“The market has been prepositioning over the last three, four, five weeks for an upgrade but even acknowledging that I think today’s revenue guidance was stronger than what I and clearly the market had thought it was going to be.”
F&P attributed the upgrade to increased sales in China due to Covid and the early start to flu season although this now appears to be easing.
Montgomerie said it was really hard to know the extent China’s Covid outbreak but the strength of the revenue forecast showcased the organic or underlying high-flow revenue was still strong which reflected the increased use of the higher hardware base that was sold through Covid over the last two or three years.
“The reported numbers are misleading in China so it is hard to know the extent of how bad Covid is right now but for sure it’s a driver of the upgrade.”
Gross margin guidance of ~61 per cent was unchanged but using consensus margin assumptions, implies ~$293 million earnings before interest and tax versus $274m consensus (wide range from analysts of $236-305m).
Montgomerie said the company had retained its gross margin and operating expenditure guidance which was very much consistent with Forsyth Barr estimates.
Revenue would still be down on the prior period but it was only mid-August last year that the company came out with a reasonable downgrade and so this was quite a change in the last four or five months, he added.
Full-year operating revenue was $1.68b in the prior period. That was already down from $1.97b in the March 2021 year.
Shane Solly, portfolio manager at Harbour Asset Management, described the revenue guidance as an “impressive upgrade”.
“It has been interesting investing in Fisher & Paykel Healthcare in the last little while. The company has some amazing products. It has been really hard for them to provide insight as to where they have been travelling in terms of demand their revenue.”

• • •

# WORK INSTRUCTIONS
1. List every dollar amount that appears in the passage on Fisher & Paykel Healthcare's revenue guidance.
2. For each statement, say whether it agrees with the passage on Fisher & Paykel Healthcare's revenue guidance, and quote the words that decide it: (a) Shane Solly is a portfolio manager at Harbour Asset Management. (b) Full-year operating revenue in the March 2021 year was $1.68b. (c) Montgomerie described the reported numbers in China as misleading.
3. Continue the passage on Fisher & Paykel Healthcare's revenue guidance, starting after its final sentence.
The items after this passage come from a different source.

# EXCERPTED DATA
• • •

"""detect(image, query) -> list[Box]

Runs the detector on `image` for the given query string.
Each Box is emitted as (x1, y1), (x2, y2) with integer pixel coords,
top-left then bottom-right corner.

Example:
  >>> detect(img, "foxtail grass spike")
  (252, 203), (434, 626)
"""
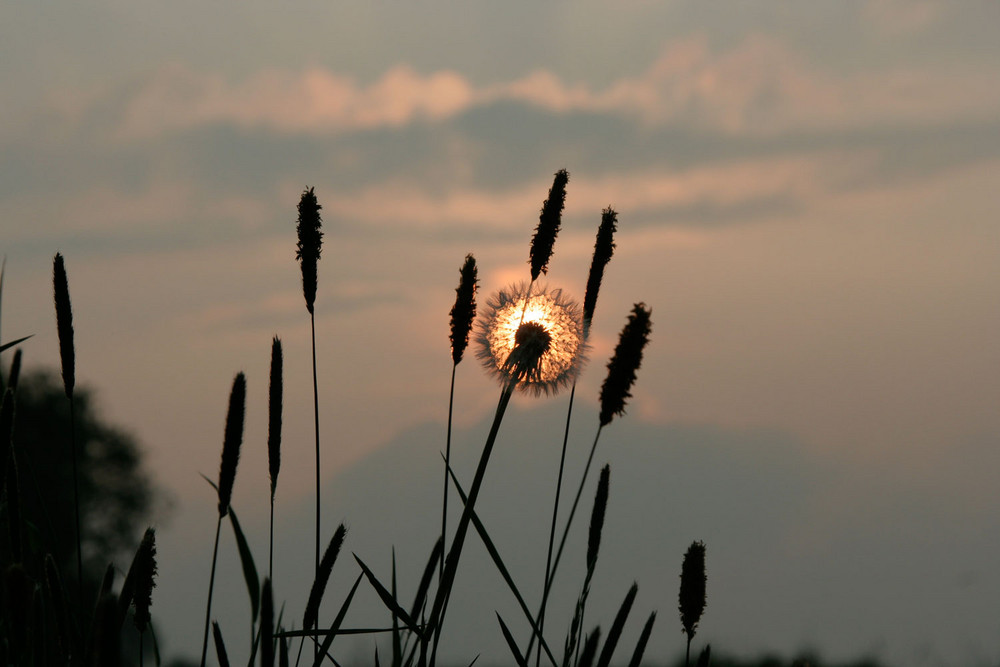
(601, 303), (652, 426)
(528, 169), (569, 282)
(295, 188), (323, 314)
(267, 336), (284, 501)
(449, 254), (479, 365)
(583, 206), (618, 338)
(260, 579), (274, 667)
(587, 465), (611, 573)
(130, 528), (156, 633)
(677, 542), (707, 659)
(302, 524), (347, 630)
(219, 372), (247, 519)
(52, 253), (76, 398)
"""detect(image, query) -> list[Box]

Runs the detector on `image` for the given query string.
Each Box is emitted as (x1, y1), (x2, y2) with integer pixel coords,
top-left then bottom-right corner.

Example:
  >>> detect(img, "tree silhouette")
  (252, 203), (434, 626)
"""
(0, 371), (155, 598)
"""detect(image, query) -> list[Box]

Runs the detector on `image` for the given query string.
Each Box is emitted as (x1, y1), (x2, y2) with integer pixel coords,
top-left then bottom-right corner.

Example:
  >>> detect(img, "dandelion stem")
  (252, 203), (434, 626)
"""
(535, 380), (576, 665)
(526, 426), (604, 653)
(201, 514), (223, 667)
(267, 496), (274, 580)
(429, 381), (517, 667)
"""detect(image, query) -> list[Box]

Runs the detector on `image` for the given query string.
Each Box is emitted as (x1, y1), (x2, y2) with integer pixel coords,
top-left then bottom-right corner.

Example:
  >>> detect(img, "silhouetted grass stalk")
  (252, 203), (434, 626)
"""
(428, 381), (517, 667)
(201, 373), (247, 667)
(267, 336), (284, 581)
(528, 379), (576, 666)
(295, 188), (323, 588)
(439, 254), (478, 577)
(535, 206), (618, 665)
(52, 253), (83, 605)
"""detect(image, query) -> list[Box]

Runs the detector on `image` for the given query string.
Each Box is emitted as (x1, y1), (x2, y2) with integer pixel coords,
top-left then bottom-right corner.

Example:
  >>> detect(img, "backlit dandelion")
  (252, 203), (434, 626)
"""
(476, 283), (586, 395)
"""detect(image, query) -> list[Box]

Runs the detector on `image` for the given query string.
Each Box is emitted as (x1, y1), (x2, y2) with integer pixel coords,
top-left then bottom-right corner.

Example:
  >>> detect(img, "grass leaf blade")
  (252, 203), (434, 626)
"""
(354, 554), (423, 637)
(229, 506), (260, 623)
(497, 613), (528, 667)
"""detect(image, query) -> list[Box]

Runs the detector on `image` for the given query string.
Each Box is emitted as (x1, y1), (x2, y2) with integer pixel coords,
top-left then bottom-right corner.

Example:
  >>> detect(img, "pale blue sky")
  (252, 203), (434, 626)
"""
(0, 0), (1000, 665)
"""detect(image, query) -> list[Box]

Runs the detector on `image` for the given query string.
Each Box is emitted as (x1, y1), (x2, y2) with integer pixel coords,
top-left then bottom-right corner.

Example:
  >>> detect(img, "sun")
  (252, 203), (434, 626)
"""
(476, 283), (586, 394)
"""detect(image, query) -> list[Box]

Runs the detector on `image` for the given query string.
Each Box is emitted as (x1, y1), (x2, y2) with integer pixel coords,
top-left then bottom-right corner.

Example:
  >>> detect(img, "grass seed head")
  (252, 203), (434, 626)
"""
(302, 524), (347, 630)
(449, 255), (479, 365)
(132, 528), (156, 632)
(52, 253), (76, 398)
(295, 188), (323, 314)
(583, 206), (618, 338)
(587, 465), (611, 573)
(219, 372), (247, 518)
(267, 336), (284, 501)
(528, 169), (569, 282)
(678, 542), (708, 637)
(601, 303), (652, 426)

• • •

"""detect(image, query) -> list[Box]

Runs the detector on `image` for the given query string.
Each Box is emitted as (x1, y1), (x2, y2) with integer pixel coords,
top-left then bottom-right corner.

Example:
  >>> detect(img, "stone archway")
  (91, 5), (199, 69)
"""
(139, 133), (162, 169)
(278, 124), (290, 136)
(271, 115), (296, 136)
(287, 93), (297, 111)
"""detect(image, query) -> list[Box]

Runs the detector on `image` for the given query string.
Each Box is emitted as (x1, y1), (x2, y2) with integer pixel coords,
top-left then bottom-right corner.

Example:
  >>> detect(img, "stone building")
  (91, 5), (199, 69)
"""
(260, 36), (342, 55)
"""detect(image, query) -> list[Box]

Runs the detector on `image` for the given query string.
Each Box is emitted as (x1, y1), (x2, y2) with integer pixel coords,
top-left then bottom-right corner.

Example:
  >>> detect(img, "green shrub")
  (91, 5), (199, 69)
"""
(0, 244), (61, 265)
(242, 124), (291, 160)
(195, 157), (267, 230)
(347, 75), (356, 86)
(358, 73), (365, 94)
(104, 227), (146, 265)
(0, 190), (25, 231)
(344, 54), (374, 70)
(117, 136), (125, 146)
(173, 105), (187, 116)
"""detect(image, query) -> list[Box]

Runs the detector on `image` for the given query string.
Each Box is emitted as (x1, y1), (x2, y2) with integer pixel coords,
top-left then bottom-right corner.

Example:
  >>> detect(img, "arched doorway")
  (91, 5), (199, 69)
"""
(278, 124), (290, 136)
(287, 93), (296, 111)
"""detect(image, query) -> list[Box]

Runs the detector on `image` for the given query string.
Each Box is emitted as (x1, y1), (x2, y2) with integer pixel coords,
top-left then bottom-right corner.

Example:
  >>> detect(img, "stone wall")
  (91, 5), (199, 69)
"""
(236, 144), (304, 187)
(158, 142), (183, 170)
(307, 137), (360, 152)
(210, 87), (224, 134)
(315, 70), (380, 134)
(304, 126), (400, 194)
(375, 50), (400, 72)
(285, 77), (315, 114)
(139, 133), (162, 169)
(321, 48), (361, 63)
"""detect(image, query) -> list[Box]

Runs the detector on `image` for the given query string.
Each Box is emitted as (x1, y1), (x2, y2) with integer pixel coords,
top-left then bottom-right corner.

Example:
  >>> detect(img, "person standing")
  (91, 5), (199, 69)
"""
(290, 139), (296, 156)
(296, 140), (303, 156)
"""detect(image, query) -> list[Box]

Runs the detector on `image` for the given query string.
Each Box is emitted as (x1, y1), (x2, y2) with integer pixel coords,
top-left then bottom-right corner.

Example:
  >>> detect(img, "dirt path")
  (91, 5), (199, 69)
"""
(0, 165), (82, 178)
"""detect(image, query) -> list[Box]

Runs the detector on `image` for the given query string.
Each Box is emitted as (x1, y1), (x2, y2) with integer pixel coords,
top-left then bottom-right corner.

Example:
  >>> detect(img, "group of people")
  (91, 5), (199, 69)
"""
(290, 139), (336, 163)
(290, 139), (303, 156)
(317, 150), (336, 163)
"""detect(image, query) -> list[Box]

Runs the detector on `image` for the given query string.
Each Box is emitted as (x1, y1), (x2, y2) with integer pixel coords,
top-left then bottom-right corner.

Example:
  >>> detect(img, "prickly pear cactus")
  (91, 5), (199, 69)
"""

• • •

# YOUR RESPONSES
1. $293 million, $274m, $236-305m, $1.68b, $1.97b

2.
(a) Yes: "Shane Solly, portfolio manager at Harbour Asset Management"
(b) No: "That was already down from $1.97b in the March 2021 year."
(c) Yes: "The reported numbers are misleading in China"

3.
He said 18 months the company had a lot of product going to the US and the rest of the world. “That was a really high level for them. They are no longer lapping that period anymore. They have been really transparent with investors in terms of saying we don’t know where inventory levels are, how much demand is going to come through.”
Solly said the reopening of China had seen a massive Covid wave go through while at the same time flu had hit the US. “That is supporting demand for Fisher and Paykel’s respiratory consumables.”
F&P chief executive Lewis Gradon said while operating revenue had fallen in the wake of the Covid-19-related demand, the company was seeing increased sales of its hospital hardware and consumables in China as it managed the current Covid-19 wave.
It also saw demand for hospital consumables in North America in the final months of 2022 due to an early start to the flu season and the prevalence of the respiratory syncytial virus.
It retained its second-half constant currency gross margin guidance, however.
Constant currency removes the impact of exchange rate movements.
In November, the company said it expected constant currency gross margin for the second half to improve from the first half by approximately 200 basis points.
Gross margin was 59.8 per cent in the six months to September 30.
“Our rapid response to recent demand surges in both China and North America includes both positive and negative short-term impacts to our gross margin,” said Gradon.
“While these impacts are ongoing, we currently believe they are unlikely to materially change the second half constant currency gross margin guidance that we provided in November 2022.”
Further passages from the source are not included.